In various embodiments, the mechanochromic effect on the luminescence is reversible, as discussed in greater detail below. By “reversible” is meant that the effect of the mechanical perturbation or pressure disappears over time, restoring the original luminescence of the solid-state form. This reversibility can be observed in various embodiments at room temperature, and can occur over the period of seconds to hours. In other embodiments, an elevated temperature can be needed to cause the reversion of the mechanochromic effect on the luminescence to the original unperturbed luminescence properties. In various embodiments, reversibility can be achieved through exposure of the perturbed solid-state form of the invention to a vapor, such as nitrogen, or a solvent vapor, or the like.

> **Given data**:

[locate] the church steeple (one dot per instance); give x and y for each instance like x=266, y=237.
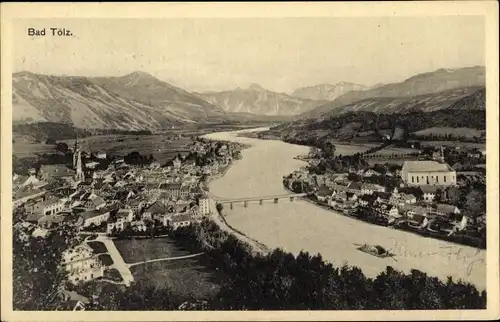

> **Required work**:
a. In the passage on mechanochromic luminescence, list every condition or means it gives under which the mechanochromic effect can reverse.
b. Continue the passage on mechanochromic luminescence from its last sentence.
The data isn't needed here.

> **Answers given**:
a.
- Room temperature, over a period of seconds to hours
- An elevated temperature
- Exposure to a vapor, such as nitrogen or a solvent vapor

b.
In various embodiments, the physical parameters of the luminescence of a solid-state form of the invention are distinct from the parameters of luminescence of the same chemical compound but dissolved in a solvent. For example, in various embodiments, a luminescence light emission band of a solid-state form of formula (I) of the invention can be more narrow than a luminescence light emission band from the respective difluoroboron β-diketonate of formula (I) in solution, or wherein the luminescence light emission band of the composition of claim 1 is bathochromically shifted with respect to a luminescence light emission band from the respective difluoroboron diketonate of formula (I) in solution, or both. This effect is believed to arise from special ordered, aggregate states of the solid-state forms of the difluoroboron β-diketonate of formula (I).


The solid-state form of the invention can comprise any of a broad range of chemical structures, with the understanding that each solid-state form of each compound will have its own characteristic properties of luminescence, mechanochromic luminescent behavior, and reversibility of the mechanochromic luminescence effect.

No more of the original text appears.